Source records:
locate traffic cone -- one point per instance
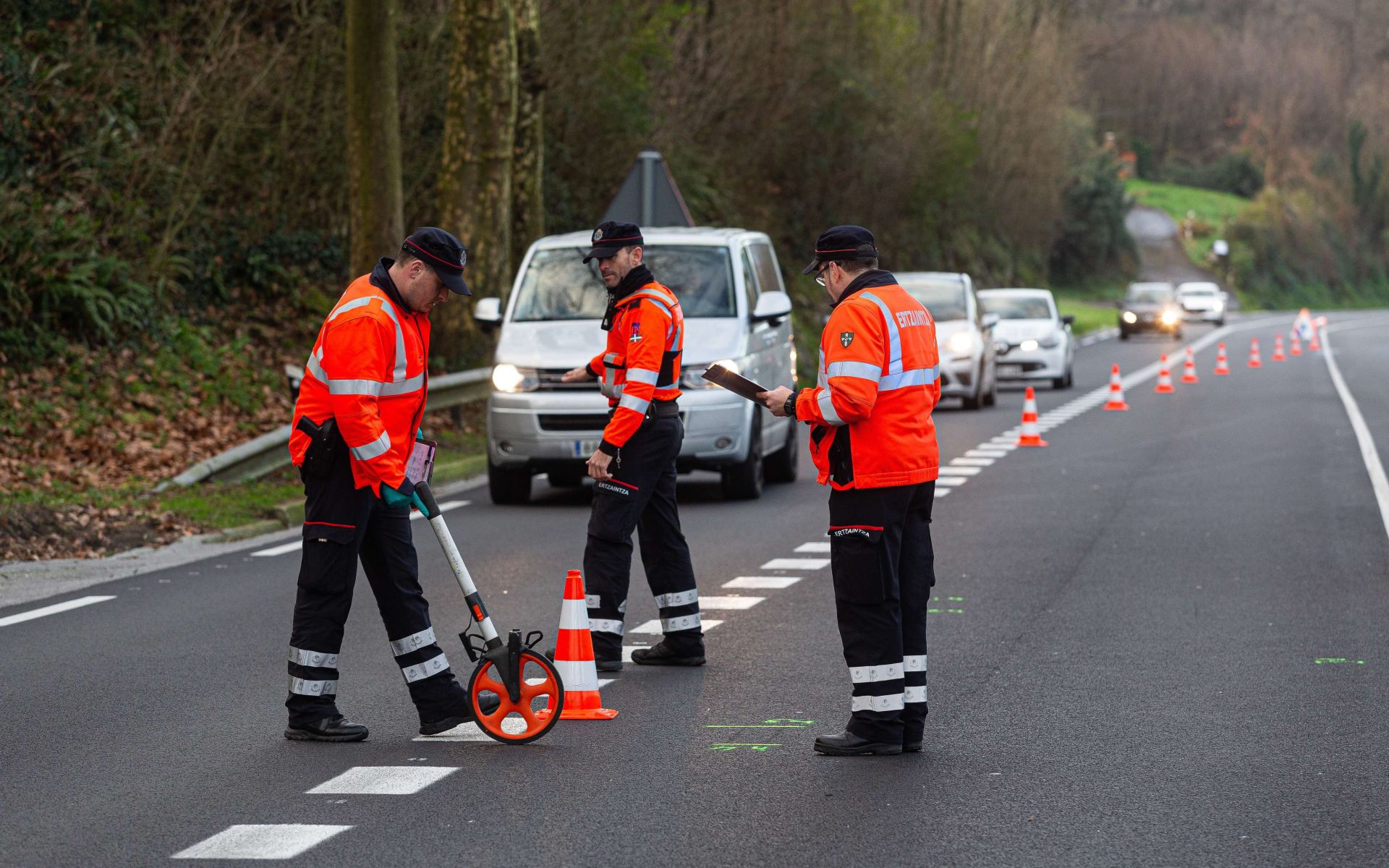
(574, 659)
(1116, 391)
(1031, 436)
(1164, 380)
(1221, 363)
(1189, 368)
==
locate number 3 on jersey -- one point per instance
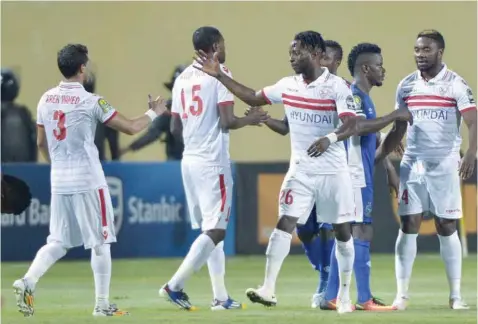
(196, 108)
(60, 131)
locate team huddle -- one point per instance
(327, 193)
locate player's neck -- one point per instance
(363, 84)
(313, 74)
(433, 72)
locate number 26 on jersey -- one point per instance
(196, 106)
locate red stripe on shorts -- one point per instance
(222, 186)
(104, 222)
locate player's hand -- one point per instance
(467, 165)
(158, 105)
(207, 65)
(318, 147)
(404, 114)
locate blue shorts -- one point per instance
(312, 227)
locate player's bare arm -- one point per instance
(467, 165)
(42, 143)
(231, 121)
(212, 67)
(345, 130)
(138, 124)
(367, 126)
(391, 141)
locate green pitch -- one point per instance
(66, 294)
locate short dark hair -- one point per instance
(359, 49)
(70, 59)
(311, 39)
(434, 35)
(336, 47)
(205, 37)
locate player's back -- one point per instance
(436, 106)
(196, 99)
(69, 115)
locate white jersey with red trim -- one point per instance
* * *
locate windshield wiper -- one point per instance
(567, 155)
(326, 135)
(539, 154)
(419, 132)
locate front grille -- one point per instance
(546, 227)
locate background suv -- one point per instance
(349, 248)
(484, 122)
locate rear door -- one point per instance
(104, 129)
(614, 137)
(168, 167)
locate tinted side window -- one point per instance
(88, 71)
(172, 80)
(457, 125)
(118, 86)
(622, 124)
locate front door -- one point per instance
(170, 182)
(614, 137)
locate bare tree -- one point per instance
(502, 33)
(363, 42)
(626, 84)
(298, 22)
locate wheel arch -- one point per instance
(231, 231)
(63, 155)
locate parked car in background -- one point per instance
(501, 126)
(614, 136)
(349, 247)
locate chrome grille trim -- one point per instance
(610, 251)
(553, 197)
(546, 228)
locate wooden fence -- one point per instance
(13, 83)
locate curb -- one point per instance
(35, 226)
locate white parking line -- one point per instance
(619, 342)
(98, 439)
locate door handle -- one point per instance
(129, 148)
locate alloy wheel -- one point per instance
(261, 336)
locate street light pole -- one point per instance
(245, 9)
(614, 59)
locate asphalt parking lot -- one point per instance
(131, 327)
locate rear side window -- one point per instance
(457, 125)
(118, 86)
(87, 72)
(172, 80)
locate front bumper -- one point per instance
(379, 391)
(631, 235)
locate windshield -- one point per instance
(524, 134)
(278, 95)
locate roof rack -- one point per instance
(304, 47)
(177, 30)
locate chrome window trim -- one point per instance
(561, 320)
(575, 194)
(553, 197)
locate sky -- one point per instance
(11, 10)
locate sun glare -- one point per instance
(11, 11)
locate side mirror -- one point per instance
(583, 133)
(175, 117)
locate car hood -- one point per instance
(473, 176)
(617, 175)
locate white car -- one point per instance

### [WHAT THE TASK ASKS]
Look above for the line with "locate background suv"; retype exactly that line, every line after it up to the line with "locate white car -- one point per instance", and that line too, nothing else.

### [ANSWER TO THIS TASK]
locate background suv -- one point per instance
(349, 248)
(484, 122)
locate rear door -- one point per instance
(104, 129)
(614, 137)
(168, 167)
locate tinted side window -- one point per instance
(88, 71)
(172, 80)
(457, 125)
(118, 86)
(622, 124)
locate front door -- one point per instance
(170, 182)
(614, 137)
locate bare tree -- one point per instance
(502, 33)
(363, 42)
(626, 84)
(298, 22)
locate wheel arch -- one point per instance
(231, 231)
(63, 155)
locate parked car in background -- one point per instance
(501, 126)
(614, 136)
(349, 247)
locate chrome grille trim -- one point per instance
(610, 251)
(553, 197)
(546, 228)
locate wooden fence -- one point per instance
(13, 83)
locate curb -- one point per instance
(35, 226)
locate white parking line -- one point per instance
(619, 342)
(98, 439)
locate door handle -- one point per instance
(129, 148)
locate alloy wheel -- one point per instance
(261, 336)
locate street light pole -- one point per instance
(245, 9)
(614, 59)
locate asphalt parking lot -- one point per instance
(131, 327)
locate rear side window -- one point per instance
(457, 125)
(118, 86)
(87, 72)
(172, 80)
locate front bumper -- one point per instance
(379, 391)
(631, 235)
locate windshield -- one point per instance
(524, 134)
(278, 95)
locate roof rack -- one point per instance
(304, 47)
(177, 30)
locate chrome window trim -- one point per instance
(561, 320)
(575, 194)
(553, 197)
locate sky -- one point per instance
(11, 10)
locate sun glare -- one point per instance
(11, 11)
locate side mirror -- one point per instance
(583, 133)
(175, 117)
locate car hood -- one point per instance
(473, 176)
(617, 175)
locate white car -- one point per instance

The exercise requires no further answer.